■ **Exercise goal**:
Extract the listing in its entirety, keeping each line identical to the original.

■ **Source material**:
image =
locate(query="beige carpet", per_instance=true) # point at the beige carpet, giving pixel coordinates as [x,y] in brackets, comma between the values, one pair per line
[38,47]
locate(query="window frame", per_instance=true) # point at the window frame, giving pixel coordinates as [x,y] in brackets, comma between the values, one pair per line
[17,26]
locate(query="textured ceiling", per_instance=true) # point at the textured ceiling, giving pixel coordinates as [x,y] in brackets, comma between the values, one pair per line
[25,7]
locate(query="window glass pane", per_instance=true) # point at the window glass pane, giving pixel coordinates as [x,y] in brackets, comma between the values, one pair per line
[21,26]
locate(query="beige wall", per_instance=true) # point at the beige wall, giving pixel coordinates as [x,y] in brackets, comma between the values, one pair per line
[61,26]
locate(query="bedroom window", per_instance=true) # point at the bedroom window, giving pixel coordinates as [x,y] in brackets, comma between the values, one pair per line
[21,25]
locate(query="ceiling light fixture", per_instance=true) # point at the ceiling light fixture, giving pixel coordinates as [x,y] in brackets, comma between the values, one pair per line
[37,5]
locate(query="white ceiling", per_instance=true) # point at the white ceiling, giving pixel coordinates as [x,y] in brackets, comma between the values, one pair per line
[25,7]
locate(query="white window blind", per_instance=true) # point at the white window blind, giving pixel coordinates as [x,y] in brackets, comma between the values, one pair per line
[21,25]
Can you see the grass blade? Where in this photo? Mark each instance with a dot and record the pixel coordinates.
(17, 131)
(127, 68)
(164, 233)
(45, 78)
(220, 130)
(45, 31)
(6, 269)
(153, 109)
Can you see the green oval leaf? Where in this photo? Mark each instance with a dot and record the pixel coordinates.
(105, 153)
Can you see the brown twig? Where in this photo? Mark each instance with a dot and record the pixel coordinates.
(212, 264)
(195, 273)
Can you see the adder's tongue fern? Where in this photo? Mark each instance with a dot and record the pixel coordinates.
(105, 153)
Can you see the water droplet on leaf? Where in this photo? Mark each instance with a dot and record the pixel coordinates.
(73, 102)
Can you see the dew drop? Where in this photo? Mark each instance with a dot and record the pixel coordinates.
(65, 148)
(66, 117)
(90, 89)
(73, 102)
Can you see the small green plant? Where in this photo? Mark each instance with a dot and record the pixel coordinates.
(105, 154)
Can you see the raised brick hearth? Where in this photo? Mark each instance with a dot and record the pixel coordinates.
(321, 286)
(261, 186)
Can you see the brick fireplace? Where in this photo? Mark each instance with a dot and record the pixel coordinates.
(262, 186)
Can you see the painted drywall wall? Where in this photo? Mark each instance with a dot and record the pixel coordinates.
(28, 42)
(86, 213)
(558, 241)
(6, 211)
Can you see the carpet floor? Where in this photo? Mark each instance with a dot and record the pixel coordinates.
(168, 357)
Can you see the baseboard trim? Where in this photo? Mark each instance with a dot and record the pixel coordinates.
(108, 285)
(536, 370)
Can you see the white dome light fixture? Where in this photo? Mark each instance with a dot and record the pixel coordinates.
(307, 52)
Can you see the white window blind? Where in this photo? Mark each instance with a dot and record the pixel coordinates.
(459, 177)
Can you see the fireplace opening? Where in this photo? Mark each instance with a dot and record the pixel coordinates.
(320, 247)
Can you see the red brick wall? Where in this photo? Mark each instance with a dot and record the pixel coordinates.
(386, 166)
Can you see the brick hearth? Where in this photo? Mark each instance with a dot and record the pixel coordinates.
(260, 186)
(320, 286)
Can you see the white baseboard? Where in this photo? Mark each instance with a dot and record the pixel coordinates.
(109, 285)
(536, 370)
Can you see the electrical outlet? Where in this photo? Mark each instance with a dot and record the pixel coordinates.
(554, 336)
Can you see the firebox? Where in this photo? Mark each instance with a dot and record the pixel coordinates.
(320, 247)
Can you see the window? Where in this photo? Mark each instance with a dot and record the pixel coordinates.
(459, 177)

■ **Task solution**:
image =
locate(query="beige carpet", per_instance=true) # point at the beige carpet, giving pixel coordinates as [x,y] in brackets, comma between the values, one pair per line
[38,47]
locate(query="window frame", per_instance=true) # point at the window frame, giving pixel coordinates as [x,y] in brackets, comma between the values, one pair per line
[17,26]
locate(query="textured ceiling", per_instance=true) # point at the textured ceiling, giving pixel coordinates as [x,y] in brackets, comma between the values, one pair per line
[25,7]
locate(query="window glass pane", per_instance=true) # point at the window glass pane, giving pixel coordinates as [x,y] in brackets, comma between the values, one pair per line
[21,26]
locate(query="beige wall", per_instance=true) # point at the beige wall, giving pixel coordinates as [x,y] in brackets, comma between the values, one pair per line
[61,26]
locate(query="bedroom window", per_instance=true) # point at the bedroom window, giving pixel coordinates as [x,y] in brackets, comma between the values, one pair per line
[21,25]
locate(query="ceiling light fixture", per_instance=true) # point at the ceiling light fixture, giving pixel coordinates as [x,y] in brackets, comma between the values, one pair per line
[37,5]
locate(query="white ceiling", per_instance=true) # point at the white ceiling, giving pixel coordinates as [x,y] in brackets, comma between the values, one pair per line
[25,7]
locate(query="white window blind", per_instance=true) # point at the white window blind, giving pixel coordinates as [x,y] in brackets, comma between the values, one pair per line
[21,25]
Can you see the grass blade? Where in this photo? Mark each instance with a dot and record the pixel coordinates.
(17, 131)
(127, 68)
(164, 233)
(45, 78)
(220, 130)
(45, 31)
(6, 269)
(153, 109)
Can you see the green oval leaf? Where in this photo? Mark each instance with a dot and record the pixel coordinates.
(105, 153)
Can you see the brown twig? Where in this photo? Mark each instance with a dot and record the pixel coordinates.
(212, 264)
(195, 273)
Can you see the adder's tongue fern? Where in this photo? Mark each instance with a dot and record the pixel coordinates.
(105, 153)
Can you see the water droplet on leaf? Where in this photo? Mark each instance with a dot and record the pixel coordinates.
(73, 102)
Can you see the dew drop? Where in this photo? Mark each instance with a dot and record the pixel coordinates.
(65, 148)
(66, 117)
(90, 89)
(73, 102)
Can you see the small green plant? Where in this photo? Mark each instance with a dot and record the pixel coordinates.
(105, 154)
Can you see the raised brick hearth? Where in this photo? Mark each instance with a dot and record the pixel coordinates.
(321, 286)
(261, 186)
Can you see the brick fireplace? Where in this photo? Mark each instance with a dot and record the pixel coordinates.
(262, 186)
Can you see the painted drywall wall? Where in this photo? Mark each instance with a dot and record the pixel coordinates.
(28, 42)
(86, 213)
(558, 241)
(6, 211)
Can you see the carpet floor? Where in this photo? Mark each instance with a dot and record the pixel coordinates.
(168, 357)
Can you see the baseboard trim? Where in this photo? Mark each instance with a dot and record the pixel coordinates.
(108, 285)
(536, 370)
Can you see the white dome light fixture? Where in this photo? Mark each instance with a dot and record the pixel coordinates.
(307, 52)
Can you see the white window blind? Where in this photo? Mark each instance with a dot and record the pixel coordinates.
(459, 177)
Can you see the fireplace opening? Where in this photo? Mark each instance with a dot and record the pixel coordinates.
(320, 247)
Can you see the red brick wall? Where in this photo? Mark each instance with a dot and record the pixel coordinates.
(386, 166)
Can you see the brick hearth? Where in this photo? Mark each instance with a dot and record the pixel coordinates.
(260, 186)
(320, 286)
Can you see the white baseboard? Where in this photo? Mark each instance with a dot and record the pixel coordinates.
(109, 285)
(536, 370)
Can you see the electrical outlet? Where in this photo? Mark each instance with a dot and record the pixel coordinates.
(554, 336)
Can you see the firebox? Where in this photo? Mark each instance with a dot and record the pixel coordinates.
(320, 247)
Can you see the window? Where in this photo? Mark each instance with a dot and record the pixel coordinates.
(459, 177)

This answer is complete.